━━━━━ EXTRACT ━━━━━

Out loud, race was barely mentioned during the month-long trial, but it hung over proceedings like a poisonous vapour. History is likely to add the Martin case to a long line stretching from the pre-civil rights era show trials of blacks subjected to Jim Crow justice, through to the acquittal of the Los Angeles police officers in the beating of black motorist Rodney King in 1992, and the ultimate media circus of the OJ Simpson trial two years later.

And if the topic of race was not explicitly raised, that was because no one needed to be reminded that had Trayvon Martin been white, his fatal confrontation with George Zimmerman might never have happened. And, of course, had the six-person jury been all-black instead of all-white, the verdict might well have been different. But not necessarily. The difference is that, unlike in the parodies of justice in the segregated South where blacks were automatically convicted if accused of a crime against a white, or in the King and Simpson cases, this time the strictly legal outcome – the acquittal of Zimmerman by his peers – feels right.

But what about the spirit of the law, one may ask, as opposed to its letter? Trials though are not morality plays; those who seek such catharsis should go to the theatre, not to a courtroom. On this occasion the law has not been an ass.

Well before Saturday evening’s verdict, impartial expert opinion leant to the view that even if Florida’s permissive self-defence laws were removed from the equation, the case for second-degree murder – requiring proof that even if the crime was not premeditated, Mr Zimmerman had displayed evil intent and hatred when he shot Mr Martin – simply was not being made.

Nonetheless, the judge allowed the prosecution to seek conviction on the lesser charge of manslaughter. But the jury threw that out too. The plain truth is that no one can say for sure what happened on that rainy Sunday evening of 26 February 2012 in the gated community of Sanford, Florida. There were no eyewitnesses, and it was never established whose voice, whether Zimmerman’s or Martin’s, was screaming for help in the background of the call to the emergency services. In a criminal court, a defendant’s guilt must be shown “beyond reasonable doubt”. Prosecutors failed to clear that fundamental hurdle.

Given America’s multi-tiered legal system, this may not be the end of the affair. Under the criminal law of Florida, Zimmerman has been acquitted. But the Justice Department in Washington faces intense pressure from civil rights groups to bring federal charges against him, under existing hate-crime legislation.

It is also possible that the Martin family could seek monetary redress for the loss of their son in civil court, where evidentiary standards are much lower. That indeed occurred in the Simpson case. This time, however, there has been no similar travesty of justice, and either course – whether civil or federal – would smack of double jeopardy. “The jury has spoken,” President Obama said at the weekend, as he urged calm. And, he could have added, one jury is enough.

━━━━━ RECORDS SHOWN ━━━━━

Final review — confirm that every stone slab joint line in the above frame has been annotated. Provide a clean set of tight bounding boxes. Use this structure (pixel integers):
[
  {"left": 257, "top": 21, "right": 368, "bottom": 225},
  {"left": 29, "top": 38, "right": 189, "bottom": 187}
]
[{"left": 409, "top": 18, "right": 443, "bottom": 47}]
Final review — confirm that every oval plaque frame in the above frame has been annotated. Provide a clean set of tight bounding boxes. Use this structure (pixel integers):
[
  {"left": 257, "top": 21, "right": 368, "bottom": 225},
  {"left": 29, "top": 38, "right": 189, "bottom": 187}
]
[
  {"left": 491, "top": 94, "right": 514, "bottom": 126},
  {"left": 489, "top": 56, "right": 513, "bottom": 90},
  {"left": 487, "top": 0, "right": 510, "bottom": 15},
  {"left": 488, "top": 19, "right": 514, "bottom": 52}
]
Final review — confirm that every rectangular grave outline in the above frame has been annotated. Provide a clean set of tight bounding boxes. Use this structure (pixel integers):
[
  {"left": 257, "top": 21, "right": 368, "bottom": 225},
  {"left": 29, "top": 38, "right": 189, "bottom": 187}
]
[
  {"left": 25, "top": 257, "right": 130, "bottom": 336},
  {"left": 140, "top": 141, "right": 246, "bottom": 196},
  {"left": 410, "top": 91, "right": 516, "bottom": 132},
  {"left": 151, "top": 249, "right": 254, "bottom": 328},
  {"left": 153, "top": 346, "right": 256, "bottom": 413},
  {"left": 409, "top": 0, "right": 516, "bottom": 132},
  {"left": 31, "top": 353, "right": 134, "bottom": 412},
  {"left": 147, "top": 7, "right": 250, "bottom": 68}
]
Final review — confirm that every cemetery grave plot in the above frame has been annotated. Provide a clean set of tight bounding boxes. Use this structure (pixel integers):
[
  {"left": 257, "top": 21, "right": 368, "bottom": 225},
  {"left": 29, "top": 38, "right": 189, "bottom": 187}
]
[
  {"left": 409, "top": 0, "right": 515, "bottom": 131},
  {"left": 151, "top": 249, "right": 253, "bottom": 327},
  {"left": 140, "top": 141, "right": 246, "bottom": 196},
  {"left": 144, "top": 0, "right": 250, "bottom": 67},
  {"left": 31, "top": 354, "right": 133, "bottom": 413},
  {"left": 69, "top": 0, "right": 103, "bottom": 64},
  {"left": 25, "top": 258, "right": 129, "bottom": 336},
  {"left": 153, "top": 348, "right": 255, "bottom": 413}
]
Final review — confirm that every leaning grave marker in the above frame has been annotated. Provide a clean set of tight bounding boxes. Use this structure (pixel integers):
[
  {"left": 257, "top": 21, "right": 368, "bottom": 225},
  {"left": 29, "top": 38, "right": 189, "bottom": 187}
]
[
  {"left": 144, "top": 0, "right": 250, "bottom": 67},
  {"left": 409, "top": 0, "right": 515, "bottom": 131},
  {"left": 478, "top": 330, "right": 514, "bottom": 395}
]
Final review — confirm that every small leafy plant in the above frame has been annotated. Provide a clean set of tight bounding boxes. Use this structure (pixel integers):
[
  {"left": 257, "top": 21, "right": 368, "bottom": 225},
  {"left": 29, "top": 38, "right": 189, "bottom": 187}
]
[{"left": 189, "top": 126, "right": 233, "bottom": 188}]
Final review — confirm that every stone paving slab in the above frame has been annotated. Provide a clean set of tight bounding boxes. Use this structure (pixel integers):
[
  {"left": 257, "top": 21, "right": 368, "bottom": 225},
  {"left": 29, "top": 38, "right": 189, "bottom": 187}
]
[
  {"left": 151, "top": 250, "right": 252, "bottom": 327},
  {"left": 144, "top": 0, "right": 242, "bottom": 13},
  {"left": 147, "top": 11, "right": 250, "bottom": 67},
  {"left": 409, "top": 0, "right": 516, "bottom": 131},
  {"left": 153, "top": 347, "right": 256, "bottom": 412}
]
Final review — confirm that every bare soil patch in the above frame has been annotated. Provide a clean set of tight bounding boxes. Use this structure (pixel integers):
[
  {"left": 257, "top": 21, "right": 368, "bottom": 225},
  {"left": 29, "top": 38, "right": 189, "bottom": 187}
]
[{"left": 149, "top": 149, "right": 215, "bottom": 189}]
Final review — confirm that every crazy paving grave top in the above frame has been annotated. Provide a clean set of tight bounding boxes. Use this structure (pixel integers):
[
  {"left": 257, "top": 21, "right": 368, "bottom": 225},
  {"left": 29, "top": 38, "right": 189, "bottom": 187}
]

━━━━━

### PROBLEMS:
a - Rewrite the entries from the line containing "Final review — confirm that every stone paving" through the end of the entries, swapping "tight bounding boxes" for "precise bounding boxes" and changing nothing else.
b - Continue the commentary on the Zimmerman verdict from its final sentence.
The entries are unrelated to the commentary on the Zimmerman verdict.

### ANSWERS GIVEN:
a -
Final review — confirm that every stone paving slab in the above frame has been annotated. Provide a clean set of precise bounding boxes. Use this structure (pixel integers):
[
  {"left": 257, "top": 21, "right": 368, "bottom": 225},
  {"left": 29, "top": 38, "right": 189, "bottom": 187}
]
[
  {"left": 151, "top": 250, "right": 252, "bottom": 327},
  {"left": 144, "top": 0, "right": 242, "bottom": 13},
  {"left": 147, "top": 11, "right": 250, "bottom": 67},
  {"left": 409, "top": 0, "right": 516, "bottom": 131},
  {"left": 153, "top": 347, "right": 256, "bottom": 412}
]
Final review — confirm that every bare soil patch in the above frame has been annotated. Provide a clean set of precise bounding boxes. Use this structure (pixel integers):
[
  {"left": 257, "top": 21, "right": 368, "bottom": 225},
  {"left": 29, "top": 38, "right": 189, "bottom": 187}
]
[{"left": 149, "top": 149, "right": 215, "bottom": 189}]
Final review — confirm that every crazy paving grave top in the above frame has been annotated. Provide a clean set of precise bounding boxes. Use this structure (pixel integers):
[
  {"left": 257, "top": 21, "right": 368, "bottom": 225},
  {"left": 29, "top": 38, "right": 189, "bottom": 187}
]

b -
As it is, and despite the acquittal, George Zimmerman’s life has probably been changed for ever. He is currently in hiding, a marked man who is now a target for a hothead’s vigilante justice – what he was accused of meting out to Trayvon Martin. He will, it appears, get his gun back, and as his lawyer Mark O’Mara drily noted: “There’s even more reason now, isn’t there?”

Even so, this case will surely not have the same impact on race relations in the US as the Rodney King case did, still less the 1968 murder of Martin Luther King, when entire cities went up in flames. Yes, there has been heated rhetoric, claims that the bad old days were never truly banished. But the protests and demonstrations in the 24 hours after the verdict was handed down – heartfelt yet almost entirely peaceful – surely tell a more accurate story.

The death of Trayvon Martin has proved that race is still a factor in national life – but name one country on earth which has a significant racial minority where it is not a factor. Beyond doubt race relations in the US have greatly improved. But there is still much to be done. If it is nonsense to argue that Zimmerman’s acquittal proves that the “New South” is as bad as the bigoted old one, it is equally absurd to pretend that, even after the election of a black president, the US has advanced to sunlit, post-racial uplands. “If I had a son, he’d look like Trayvon,” Obama remarked when the case first hit the headlines, 15 months ago. The worries of minority parents about how their children will be treated by a society whose institutions were forged and still mostly run by whites, persist even now, half a century after America’s civil rights revolution.

And one final, depressing thought. If the US had sensible gun laws, Trayvon Martin would not have died, and no one would have heard of George Zimmerman. Alas, even if you got rid of race in America, you’d never get rid of guns.